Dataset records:
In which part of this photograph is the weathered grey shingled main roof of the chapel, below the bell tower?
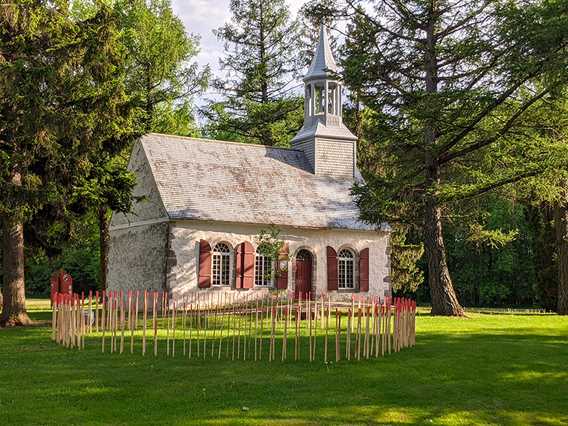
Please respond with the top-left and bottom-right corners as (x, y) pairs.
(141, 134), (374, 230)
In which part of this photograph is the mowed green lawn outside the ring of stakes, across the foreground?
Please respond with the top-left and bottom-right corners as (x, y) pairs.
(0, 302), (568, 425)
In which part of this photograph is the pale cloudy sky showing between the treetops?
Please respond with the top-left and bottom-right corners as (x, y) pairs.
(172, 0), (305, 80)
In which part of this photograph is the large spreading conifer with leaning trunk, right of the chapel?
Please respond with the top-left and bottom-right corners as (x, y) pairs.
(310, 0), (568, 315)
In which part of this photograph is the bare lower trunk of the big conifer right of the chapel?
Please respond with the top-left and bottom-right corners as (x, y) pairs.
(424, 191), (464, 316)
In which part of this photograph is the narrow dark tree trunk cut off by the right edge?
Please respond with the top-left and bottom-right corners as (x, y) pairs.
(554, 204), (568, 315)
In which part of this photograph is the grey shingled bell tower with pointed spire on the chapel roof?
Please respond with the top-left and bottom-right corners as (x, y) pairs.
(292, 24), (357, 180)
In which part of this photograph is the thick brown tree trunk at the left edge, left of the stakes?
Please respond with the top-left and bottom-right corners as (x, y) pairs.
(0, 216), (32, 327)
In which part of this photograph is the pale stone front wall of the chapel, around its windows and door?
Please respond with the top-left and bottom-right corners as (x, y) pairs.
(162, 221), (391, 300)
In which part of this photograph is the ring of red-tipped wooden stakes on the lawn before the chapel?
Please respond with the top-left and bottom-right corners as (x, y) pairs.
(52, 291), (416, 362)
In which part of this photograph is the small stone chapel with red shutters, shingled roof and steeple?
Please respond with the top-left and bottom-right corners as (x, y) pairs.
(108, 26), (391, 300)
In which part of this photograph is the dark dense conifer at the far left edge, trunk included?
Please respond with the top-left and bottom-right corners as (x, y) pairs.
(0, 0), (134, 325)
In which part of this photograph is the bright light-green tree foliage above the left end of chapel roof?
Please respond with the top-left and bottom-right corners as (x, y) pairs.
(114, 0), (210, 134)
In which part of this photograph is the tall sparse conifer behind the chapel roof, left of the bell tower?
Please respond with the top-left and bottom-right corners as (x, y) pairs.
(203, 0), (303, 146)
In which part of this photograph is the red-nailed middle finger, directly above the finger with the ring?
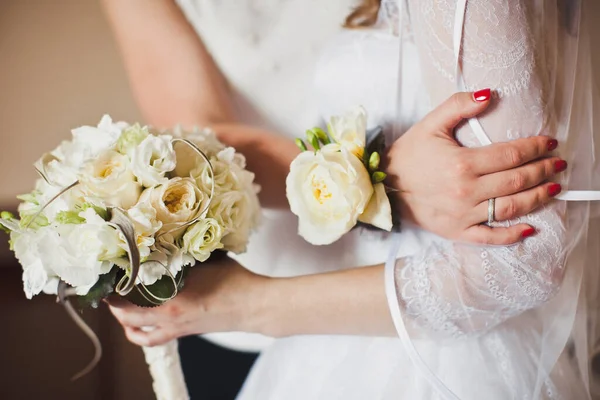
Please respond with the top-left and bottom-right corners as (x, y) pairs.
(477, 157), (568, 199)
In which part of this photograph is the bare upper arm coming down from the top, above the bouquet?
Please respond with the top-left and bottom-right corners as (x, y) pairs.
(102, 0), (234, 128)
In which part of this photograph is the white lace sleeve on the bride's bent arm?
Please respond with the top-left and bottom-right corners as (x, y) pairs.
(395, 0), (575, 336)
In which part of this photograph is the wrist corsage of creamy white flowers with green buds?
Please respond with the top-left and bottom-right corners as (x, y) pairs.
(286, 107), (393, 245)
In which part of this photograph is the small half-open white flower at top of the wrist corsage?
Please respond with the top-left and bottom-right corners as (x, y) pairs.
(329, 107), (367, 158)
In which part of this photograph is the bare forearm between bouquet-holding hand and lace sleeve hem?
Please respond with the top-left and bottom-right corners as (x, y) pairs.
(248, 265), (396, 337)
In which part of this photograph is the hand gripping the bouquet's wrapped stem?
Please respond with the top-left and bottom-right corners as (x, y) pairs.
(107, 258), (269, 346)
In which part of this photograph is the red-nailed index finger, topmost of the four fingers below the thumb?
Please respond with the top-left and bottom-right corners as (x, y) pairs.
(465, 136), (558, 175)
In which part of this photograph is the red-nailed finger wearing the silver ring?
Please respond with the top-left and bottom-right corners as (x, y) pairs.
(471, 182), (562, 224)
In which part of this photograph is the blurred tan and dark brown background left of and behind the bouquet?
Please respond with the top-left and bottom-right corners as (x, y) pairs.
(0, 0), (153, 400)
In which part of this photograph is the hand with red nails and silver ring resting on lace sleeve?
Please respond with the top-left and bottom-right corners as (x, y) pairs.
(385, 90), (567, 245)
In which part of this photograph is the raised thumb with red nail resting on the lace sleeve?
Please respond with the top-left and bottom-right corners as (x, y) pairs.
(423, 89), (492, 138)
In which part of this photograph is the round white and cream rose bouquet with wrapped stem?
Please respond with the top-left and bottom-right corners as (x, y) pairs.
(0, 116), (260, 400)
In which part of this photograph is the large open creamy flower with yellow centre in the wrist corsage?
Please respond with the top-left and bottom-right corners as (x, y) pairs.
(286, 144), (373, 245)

**TASK**.
Could you reproduce the records above exactly, leaving out the pictures?

**ANSWER AREA**.
In which part of this photograph is the weathered grey shingled main roof of the chapel, below the bell tower?
Please respond with the top-left and bottom-right corners as (x, y) pairs.
(141, 134), (374, 230)
In which part of this photograph is the mowed green lawn outside the ring of stakes, across the foreground?
Please respond with the top-left and bottom-right corners as (x, y) pairs.
(0, 302), (568, 425)
In which part of this photograph is the pale cloudy sky showing between the treetops?
Please respond with the top-left and bottom-right corners as (x, y) pairs.
(172, 0), (305, 80)
In which part of this photograph is the large spreading conifer with leaning trunk, right of the chapel?
Please respond with the top-left and bottom-right corners as (x, y) pairs.
(310, 0), (568, 315)
In which part of this photograph is the bare lower trunk of the big conifer right of the chapel?
Please respond with the top-left and bottom-right corners as (x, y) pairs.
(424, 191), (464, 316)
In which part of this photograph is the narrow dark tree trunk cut off by the right edge?
Please respond with the top-left and bottom-right corners as (x, y) pairs.
(554, 204), (568, 315)
In which part of this photograph is the grey shingled bell tower with pointed spire on the chapel roof?
Please respond with the top-left and bottom-right corners as (x, y) pairs.
(292, 24), (357, 180)
In which part of this photograph is the thick brown tree trunk at the left edge, left of the stakes?
Please respond with the top-left and bottom-right corners as (x, y) pairs.
(0, 216), (32, 327)
In which part of this photograph is the pale stone front wall of the chapel, around its windows and door?
Please respond with the top-left and bottom-right corners as (x, y) pairs.
(162, 221), (391, 300)
In which part of this photograph is the ring of red-tipped wooden stakes on the lawn before the chapel?
Please respond with the top-left and bottom-right corners as (x, y) pairs.
(52, 291), (416, 362)
In which part of this photograph is the small stone chapel with red shutters, shingled roof and steeple?
Please respond with the top-left and bottom-right corners as (x, y) pairs.
(108, 26), (391, 300)
In which part of this photograph is the dark dense conifer at the far left edge, trunk included?
Please respond with the top-left and bottom-right corners as (x, y) pairs.
(0, 0), (134, 325)
In which part of this photograph is the bright light-green tree foliage above the left end of chapel roof?
Please respond with the top-left and bottom-right corners as (x, y) pairs.
(114, 0), (210, 134)
In which part of this photograph is the tall sparse conifer behind the chapel roof, left of the bell tower?
Please respond with the top-left and bottom-right corners as (x, y) pairs.
(203, 0), (303, 146)
In which part of this photograph is the red-nailed middle finger, directly above the finger with the ring?
Please respond with the top-left and bottom-right corners as (x, y) pairs.
(477, 157), (568, 199)
In which part of this photograph is the bare upper arm coming down from the top, above the bouquet?
Please respond with the top-left and bottom-right corners as (x, y) pairs.
(102, 0), (234, 128)
In which part of this photograph is the white lace sleeve on the bride's bent arm?
Please respond with the top-left and bottom-right corners as (x, y) pairs.
(395, 0), (575, 336)
In which part of this photograph is the wrist corsage of creamy white flowers with green buds?
Please respond with the top-left and bottom-right corners as (x, y) pairs.
(286, 107), (393, 245)
In which part of this photograph is the small half-open white flower at top of the wrist corsage?
Please respond with the top-left and bottom-right corners as (x, y) pairs.
(329, 107), (367, 158)
In which part of this photograph is the bare forearm between bouquet-holding hand and lace sleeve hem?
Please respond with the top-left and bottom-right corners as (x, y) pairs.
(248, 265), (396, 337)
In which part of this photograph is the hand gripping the bouquet's wrapped stem?
Please respond with the top-left and bottom-right corners as (x, y) pairs.
(107, 258), (269, 346)
In which part of this photograph is the red-nailed index finger, topmost of the four fingers below the thumb?
Please respond with the top-left and bottom-right corners as (x, y) pairs.
(465, 136), (558, 175)
In which part of this photograph is the red-nailed finger wearing the silver ring?
Please respond with the top-left and bottom-right corners as (x, y) pairs.
(471, 182), (562, 224)
In which part of this photograph is the blurred tan and dark brown background left of and behind the bouquet?
Please respond with the top-left and bottom-right corners as (x, y) pairs.
(0, 0), (153, 400)
In which part of this photograph is the hand with red nails and silver ring resting on lace sleeve?
Please respond with the top-left and bottom-right corners as (x, y) pairs.
(385, 90), (567, 245)
In which part of this photograph is the raised thumb with red nail resting on the lace sleeve?
Please respond with the top-left and bottom-right corners as (x, y) pairs.
(423, 89), (492, 138)
In which part of this photograph is the round white and cream rose bouquet with wrapped stem?
Please respond with the top-left and bottom-right corners as (x, y) pairs.
(0, 116), (260, 400)
In which part of this photograph is the large open creamy flower with yellow centre in the wrist corsage?
Please respond with the top-left and bottom-right corners as (x, y) pairs.
(286, 144), (373, 245)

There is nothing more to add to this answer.